Referring expression pointing data:
= Beginning of Section =
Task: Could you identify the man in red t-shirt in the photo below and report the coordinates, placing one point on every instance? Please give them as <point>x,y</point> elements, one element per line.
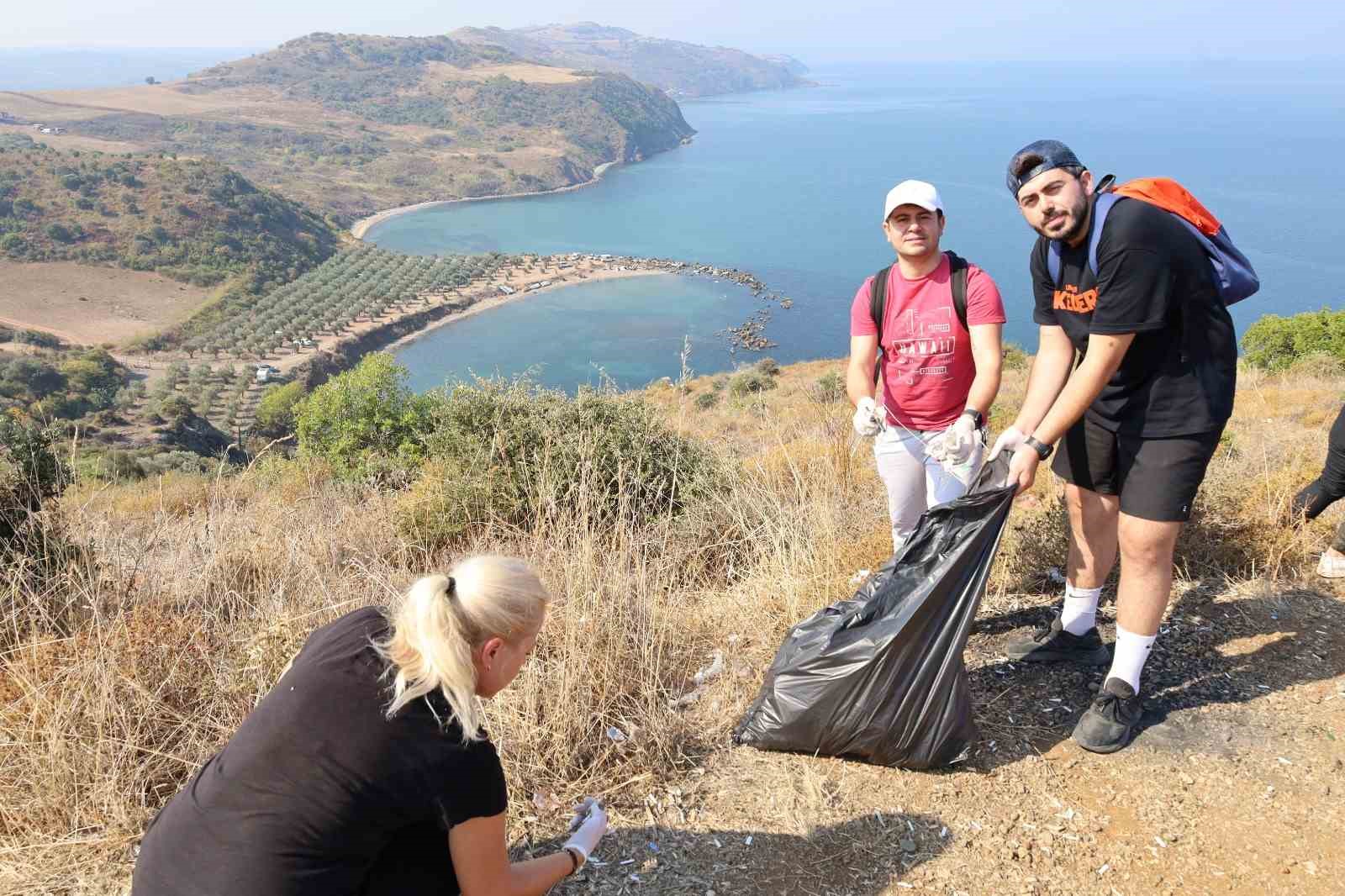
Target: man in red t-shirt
<point>939,377</point>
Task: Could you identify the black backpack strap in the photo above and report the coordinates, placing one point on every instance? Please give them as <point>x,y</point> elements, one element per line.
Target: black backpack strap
<point>878,307</point>
<point>958,282</point>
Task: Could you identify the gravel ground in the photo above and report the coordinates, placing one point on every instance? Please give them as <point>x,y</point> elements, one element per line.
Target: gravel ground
<point>1232,786</point>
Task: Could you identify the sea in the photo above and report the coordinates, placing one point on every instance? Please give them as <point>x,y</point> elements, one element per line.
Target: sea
<point>790,186</point>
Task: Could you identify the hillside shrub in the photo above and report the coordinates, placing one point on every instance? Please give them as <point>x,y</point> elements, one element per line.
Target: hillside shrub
<point>518,455</point>
<point>30,474</point>
<point>750,381</point>
<point>829,387</point>
<point>367,421</point>
<point>1275,343</point>
<point>276,410</point>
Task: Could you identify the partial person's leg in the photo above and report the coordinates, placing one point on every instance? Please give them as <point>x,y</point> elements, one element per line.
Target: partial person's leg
<point>1086,461</point>
<point>1158,483</point>
<point>1093,553</point>
<point>1331,486</point>
<point>900,459</point>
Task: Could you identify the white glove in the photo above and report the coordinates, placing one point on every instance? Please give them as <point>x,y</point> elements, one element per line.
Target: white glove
<point>1008,440</point>
<point>954,445</point>
<point>867,419</point>
<point>588,826</point>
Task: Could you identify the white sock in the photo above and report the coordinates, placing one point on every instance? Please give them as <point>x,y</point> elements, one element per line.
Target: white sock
<point>1129,656</point>
<point>1080,611</point>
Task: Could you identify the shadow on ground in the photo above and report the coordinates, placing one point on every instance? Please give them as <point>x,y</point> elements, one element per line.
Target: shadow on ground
<point>1216,653</point>
<point>861,857</point>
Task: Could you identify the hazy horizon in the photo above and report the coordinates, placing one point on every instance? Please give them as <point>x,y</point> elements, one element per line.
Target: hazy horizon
<point>968,31</point>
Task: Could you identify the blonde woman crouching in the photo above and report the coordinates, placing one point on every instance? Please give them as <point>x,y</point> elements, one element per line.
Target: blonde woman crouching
<point>367,768</point>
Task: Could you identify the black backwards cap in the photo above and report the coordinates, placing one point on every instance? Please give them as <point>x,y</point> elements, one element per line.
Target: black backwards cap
<point>1052,154</point>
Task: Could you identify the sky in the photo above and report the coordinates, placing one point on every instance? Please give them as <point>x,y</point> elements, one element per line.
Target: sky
<point>831,31</point>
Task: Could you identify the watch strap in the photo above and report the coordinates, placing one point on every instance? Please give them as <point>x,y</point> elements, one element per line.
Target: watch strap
<point>977,417</point>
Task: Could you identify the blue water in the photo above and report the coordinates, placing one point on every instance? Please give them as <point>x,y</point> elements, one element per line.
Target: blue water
<point>790,186</point>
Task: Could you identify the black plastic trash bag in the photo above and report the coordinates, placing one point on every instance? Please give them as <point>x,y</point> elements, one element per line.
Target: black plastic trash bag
<point>880,677</point>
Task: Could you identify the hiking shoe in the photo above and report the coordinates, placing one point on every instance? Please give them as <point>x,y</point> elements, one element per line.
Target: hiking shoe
<point>1109,724</point>
<point>1052,645</point>
<point>1332,566</point>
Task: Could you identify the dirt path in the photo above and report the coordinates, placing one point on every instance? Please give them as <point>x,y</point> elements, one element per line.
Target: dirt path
<point>69,105</point>
<point>1234,786</point>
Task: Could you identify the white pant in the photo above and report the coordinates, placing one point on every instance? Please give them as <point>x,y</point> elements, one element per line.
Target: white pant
<point>916,481</point>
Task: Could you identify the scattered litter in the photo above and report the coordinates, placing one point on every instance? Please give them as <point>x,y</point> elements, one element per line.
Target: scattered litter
<point>699,680</point>
<point>710,672</point>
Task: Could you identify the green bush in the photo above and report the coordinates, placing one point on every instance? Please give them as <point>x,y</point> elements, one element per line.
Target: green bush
<point>1015,358</point>
<point>517,455</point>
<point>30,474</point>
<point>276,410</point>
<point>829,387</point>
<point>750,381</point>
<point>1275,343</point>
<point>367,420</point>
<point>1318,363</point>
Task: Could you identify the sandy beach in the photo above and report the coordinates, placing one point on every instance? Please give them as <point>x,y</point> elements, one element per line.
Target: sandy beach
<point>584,272</point>
<point>362,226</point>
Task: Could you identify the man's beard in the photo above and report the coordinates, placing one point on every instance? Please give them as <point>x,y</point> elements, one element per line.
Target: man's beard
<point>1076,230</point>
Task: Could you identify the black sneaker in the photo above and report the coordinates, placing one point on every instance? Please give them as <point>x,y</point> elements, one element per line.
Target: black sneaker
<point>1109,724</point>
<point>1052,645</point>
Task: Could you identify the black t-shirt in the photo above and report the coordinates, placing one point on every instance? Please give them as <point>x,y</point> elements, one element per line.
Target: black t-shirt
<point>318,783</point>
<point>1153,280</point>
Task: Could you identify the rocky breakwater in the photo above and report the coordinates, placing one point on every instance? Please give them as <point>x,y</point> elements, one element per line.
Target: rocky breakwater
<point>751,334</point>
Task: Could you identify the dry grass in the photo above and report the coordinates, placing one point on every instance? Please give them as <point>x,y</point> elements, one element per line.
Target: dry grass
<point>89,304</point>
<point>199,589</point>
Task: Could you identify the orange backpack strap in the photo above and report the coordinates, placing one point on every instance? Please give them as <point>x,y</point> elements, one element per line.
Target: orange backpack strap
<point>1172,197</point>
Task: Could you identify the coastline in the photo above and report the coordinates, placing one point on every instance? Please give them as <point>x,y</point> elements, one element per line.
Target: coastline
<point>362,226</point>
<point>495,302</point>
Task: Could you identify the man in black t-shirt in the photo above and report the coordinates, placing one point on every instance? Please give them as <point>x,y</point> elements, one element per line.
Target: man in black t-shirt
<point>1138,416</point>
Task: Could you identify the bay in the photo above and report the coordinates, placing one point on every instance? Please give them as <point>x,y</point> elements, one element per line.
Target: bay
<point>789,185</point>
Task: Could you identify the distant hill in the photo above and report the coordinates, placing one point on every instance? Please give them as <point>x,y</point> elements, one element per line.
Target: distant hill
<point>194,221</point>
<point>351,124</point>
<point>681,69</point>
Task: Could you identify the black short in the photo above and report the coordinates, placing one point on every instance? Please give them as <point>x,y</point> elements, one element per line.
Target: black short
<point>1156,478</point>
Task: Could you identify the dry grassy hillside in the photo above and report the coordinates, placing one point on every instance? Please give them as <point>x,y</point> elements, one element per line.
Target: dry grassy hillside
<point>353,124</point>
<point>125,667</point>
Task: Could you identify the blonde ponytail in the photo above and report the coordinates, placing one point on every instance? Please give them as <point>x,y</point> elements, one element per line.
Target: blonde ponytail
<point>443,618</point>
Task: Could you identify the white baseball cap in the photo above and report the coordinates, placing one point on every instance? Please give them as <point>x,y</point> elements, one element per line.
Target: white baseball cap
<point>912,192</point>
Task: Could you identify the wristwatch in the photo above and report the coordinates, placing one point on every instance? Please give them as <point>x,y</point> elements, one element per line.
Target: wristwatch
<point>1042,448</point>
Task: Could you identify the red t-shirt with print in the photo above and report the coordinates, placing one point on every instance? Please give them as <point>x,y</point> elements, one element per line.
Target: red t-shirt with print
<point>928,366</point>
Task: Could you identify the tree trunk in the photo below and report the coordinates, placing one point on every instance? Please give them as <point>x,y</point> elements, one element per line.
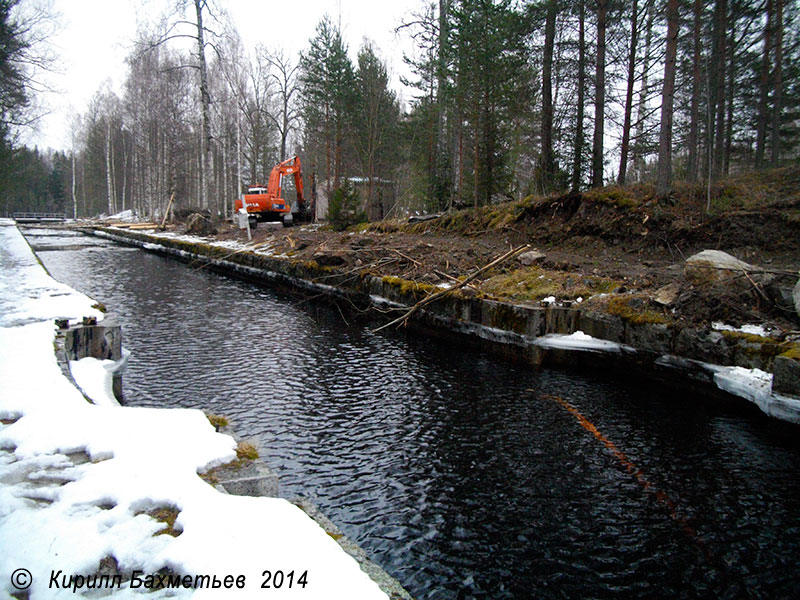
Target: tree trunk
<point>599,95</point>
<point>74,187</point>
<point>578,150</point>
<point>109,186</point>
<point>720,66</point>
<point>547,96</point>
<point>205,100</point>
<point>664,174</point>
<point>638,145</point>
<point>694,110</point>
<point>626,126</point>
<point>761,127</point>
<point>777,89</point>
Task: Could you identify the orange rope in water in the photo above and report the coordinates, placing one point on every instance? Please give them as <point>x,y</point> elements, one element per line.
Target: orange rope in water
<point>661,496</point>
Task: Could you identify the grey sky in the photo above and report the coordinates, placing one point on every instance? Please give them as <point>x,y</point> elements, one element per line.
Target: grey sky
<point>96,36</point>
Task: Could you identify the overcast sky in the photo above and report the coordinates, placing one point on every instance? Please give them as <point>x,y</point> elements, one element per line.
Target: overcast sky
<point>95,36</point>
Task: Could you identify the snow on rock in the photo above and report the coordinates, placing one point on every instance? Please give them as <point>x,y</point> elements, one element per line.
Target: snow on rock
<point>95,378</point>
<point>752,329</point>
<point>752,384</point>
<point>77,479</point>
<point>577,341</point>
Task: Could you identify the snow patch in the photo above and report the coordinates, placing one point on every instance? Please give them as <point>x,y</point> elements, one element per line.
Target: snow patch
<point>754,385</point>
<point>577,341</point>
<point>752,329</point>
<point>58,513</point>
<point>95,378</point>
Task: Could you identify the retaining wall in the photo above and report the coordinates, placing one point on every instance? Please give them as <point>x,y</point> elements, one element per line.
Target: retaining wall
<point>682,356</point>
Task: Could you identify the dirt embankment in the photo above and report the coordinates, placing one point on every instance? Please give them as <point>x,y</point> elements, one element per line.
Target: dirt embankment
<point>613,246</point>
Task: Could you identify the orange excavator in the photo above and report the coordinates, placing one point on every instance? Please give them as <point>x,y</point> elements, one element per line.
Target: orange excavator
<point>267,204</point>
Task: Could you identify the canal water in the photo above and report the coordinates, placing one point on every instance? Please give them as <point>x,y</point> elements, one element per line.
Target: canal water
<point>462,475</point>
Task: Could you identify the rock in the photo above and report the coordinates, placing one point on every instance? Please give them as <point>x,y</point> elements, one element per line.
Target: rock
<point>329,259</point>
<point>786,376</point>
<point>197,224</point>
<point>530,257</point>
<point>796,295</point>
<point>781,294</point>
<point>713,266</point>
<point>667,295</point>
= End of Section =
◆ Task directions
The answer is the run of lines above from the line containing "Target: black t-shirt" through the line containing "Task: Could you identify the dry grass in", copied exactly and alone.

◆ Exercise solution
Target: black t-shirt
<point>318,783</point>
<point>1153,280</point>
Task: Could you identify the rocky breakwater in the photo above and report the coordinates, placing one point on every instance? Please give them as <point>x,y</point> elements, one element per line.
Target: rocky breakwater
<point>751,334</point>
Task: Could you identify the dry grass in the photo above and report the coordinates, placing one point on every instance? Please give them as <point>x,y</point> elements, one element per line.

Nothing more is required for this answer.